**EXTRAIT CHOISI**
-=-=-=-=-

Le projet contourne les concentrations de population palestinienne, comme Naplouse, afin de parer à ce que les dirigeants israéliens décrivent comme le redoutable « problème démographique » : un trop grand nombre de non-Juifs dans le projet « d’État juif démocratique » du « Grand Israël » – un oxymore plus difficile à dire d’année en année. Les Palestiniens du « Grand Israël » sont confinés dans 165 enclaves, séparés de leurs terres et de leurs oliveraies par une armée hostile, soumis aux attaques constantes de bandes juives violentes (« les jeunes des collines ») protégées par l’armée israélienne.
Pendant ce temps, Israël a colonisé et annexé le plateau du Golan en violation des ordres du Conseil de sécurité de l’ONU (comme il l’a fait pour Jérusalem). L’histoire d’horreur de Gaza est trop complexe pour être racontée ici. C’est l’un des pires crimes contemporains, enveloppé dans un réseau dense de tromperie et d’apologie des atrocités.
Trump a dépassé ses prédécesseurs en donnant libre cours aux crimes israéliens. Il a notamment orchestré les accords d’Abraham, qui ont officialisé des accords tacites de longue date entre Israël et plusieurs dictatures arabes. Cela a permis de lever les restrictions arabes limitées sur la violence et l’expansion israéliennes.
Les Accords étaient un élément clé de la vision géostratégique de Trump : construire une alliance réactionnaire d’États brutaux et répressifs, dirigés depuis Washington, dont le Brésil de [Jair] Bolsonaro, l’Inde de [Narendra] Modi, la Hongrie de [Viktor] Orbán, et éventuellement d’autres comme eux. La composante Moyen-Orient-Afrique du Nord repose sur la hideuse tyrannie égyptienne d’Al-Sisi et, en vertu des Accords, des dictatures familiales du Maroc aux Émirats arabes unis et au Bahreïn. Israël fournit la force militaire, avec les États-Unis en arrière-plan immédiat.
Les Accords d’Abraham remplissent un autre objectif de Trump : rassembler sous le parapluie de Washington les principales zones de ressources nécessaires pour accélérer la course vers le cataclysme environnemental, la cause à laquelle Trump et ses associés se sont consacrés avec une ferveur impressionnante. Cela inclut le Maroc, qui détient le quasi-monopole des phosphates nécessaires à l’agriculture industrialisée qui détruit les sols et empoisonne l’atmosphère. Pour renforcer le quasi-monopole marocain, Trump a officiellement reconnu et affirmé l’occupation brutale et illégale par le Maroc du Sahara occidental, qui possède également des gisements de phosphate.

-=-=-=-=-

**Extraits de données de pointage**

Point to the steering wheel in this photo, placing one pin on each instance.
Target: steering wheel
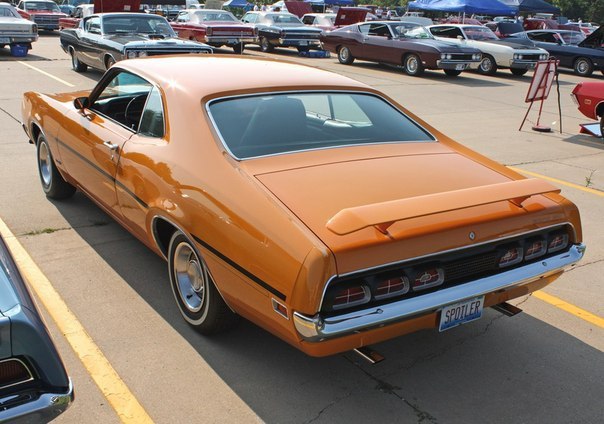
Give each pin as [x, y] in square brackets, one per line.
[134, 109]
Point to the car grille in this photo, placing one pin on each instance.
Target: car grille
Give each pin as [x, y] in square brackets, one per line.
[46, 20]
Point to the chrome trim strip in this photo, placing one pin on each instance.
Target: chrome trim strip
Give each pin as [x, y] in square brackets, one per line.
[44, 408]
[316, 328]
[31, 377]
[351, 91]
[444, 252]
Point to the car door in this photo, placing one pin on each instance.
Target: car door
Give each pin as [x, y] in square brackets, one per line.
[90, 145]
[378, 43]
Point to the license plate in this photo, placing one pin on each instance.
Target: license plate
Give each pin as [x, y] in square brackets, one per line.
[460, 313]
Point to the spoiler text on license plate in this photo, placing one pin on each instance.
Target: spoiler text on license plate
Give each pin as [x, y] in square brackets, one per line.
[460, 313]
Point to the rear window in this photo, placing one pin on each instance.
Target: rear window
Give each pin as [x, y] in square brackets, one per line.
[283, 123]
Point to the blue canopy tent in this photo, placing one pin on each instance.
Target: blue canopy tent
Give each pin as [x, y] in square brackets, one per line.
[533, 6]
[480, 7]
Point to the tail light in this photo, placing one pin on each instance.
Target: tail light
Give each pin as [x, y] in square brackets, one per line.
[510, 256]
[557, 242]
[392, 287]
[351, 296]
[535, 248]
[428, 277]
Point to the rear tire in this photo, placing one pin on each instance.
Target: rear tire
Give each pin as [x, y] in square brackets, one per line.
[76, 65]
[413, 65]
[345, 57]
[53, 184]
[197, 298]
[452, 72]
[583, 67]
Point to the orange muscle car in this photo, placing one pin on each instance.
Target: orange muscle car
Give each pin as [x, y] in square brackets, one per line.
[309, 203]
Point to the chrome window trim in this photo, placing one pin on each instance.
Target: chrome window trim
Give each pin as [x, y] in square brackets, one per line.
[444, 252]
[270, 93]
[31, 377]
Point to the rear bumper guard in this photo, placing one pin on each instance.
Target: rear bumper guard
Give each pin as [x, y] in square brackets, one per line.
[316, 328]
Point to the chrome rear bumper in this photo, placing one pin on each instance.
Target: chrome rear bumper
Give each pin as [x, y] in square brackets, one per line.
[317, 328]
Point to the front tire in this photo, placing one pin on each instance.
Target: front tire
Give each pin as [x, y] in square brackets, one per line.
[265, 45]
[197, 298]
[413, 65]
[53, 184]
[487, 66]
[583, 67]
[76, 65]
[345, 56]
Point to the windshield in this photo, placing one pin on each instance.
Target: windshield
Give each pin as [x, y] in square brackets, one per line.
[41, 5]
[286, 123]
[480, 33]
[120, 24]
[282, 18]
[410, 31]
[215, 16]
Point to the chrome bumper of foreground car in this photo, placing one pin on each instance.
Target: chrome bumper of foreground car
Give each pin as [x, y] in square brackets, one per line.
[317, 328]
[44, 408]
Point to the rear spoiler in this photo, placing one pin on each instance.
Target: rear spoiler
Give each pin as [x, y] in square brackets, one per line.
[383, 215]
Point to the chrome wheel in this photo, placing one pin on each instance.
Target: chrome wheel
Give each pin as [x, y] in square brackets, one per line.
[191, 277]
[45, 164]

-=-=-=-=-

**À FAIRE**
Reprenez le texte sur les accords d'Abraham là où il s'arrête. Les données ne sont pas utiles pour cet exercice.

**RÉPONSE ATTENDUE**
Il est intéressant de noter que l’officialisation de l’alliance de certains des États les plus violents, répressifs et réactionnaires du monde a été grandement applaudie par un large éventail d’opinions.
Jusqu’à présent, Biden a poursuivi ces programmes. Il a annulé la brutalité gratuite du Trumpisme, comme le retrait de la fragile bouée de sauvetage pour Gaza parce que, comme Trump l’a expliqué, les Palestiniens n’avaient pas été assez reconnaissants pour sa démolition de leurs justes aspirations. Sinon, l’édifice criminel Trump-Kushner reste intact, même si certains spécialistes de la région pensent qu’il pourrait vaciller avec les attaques israéliennes répétées contre les fidèles palestiniens de la mosquée al-Aqsa et d’autres exercices du monopole effectif de la violence par Israël.
Les colonies israéliennes n’ont aucune validité juridique, alors pourquoi les États-Unis continuent-ils à fournir une aide à Israël en violation de la loi américaine, et pourquoi la communauté progressiste ne se concentre-t-elle pas sur cette illégalité ?
Israël est un client très apprécié depuis la démonstration de sa maîtrise de la violence en 1967. Le droit n’est pas un obstacle. Les gouvernements américains ont toujours eu une attitude cavalière à l’égard du droit américain, adhérant à la pratique impériale standard. Prenez ce qui est sans doute le principal exemple : la Constitution des États-Unis déclare que les traités conclus par le gouvernement américain sont la « loi suprême du pays. »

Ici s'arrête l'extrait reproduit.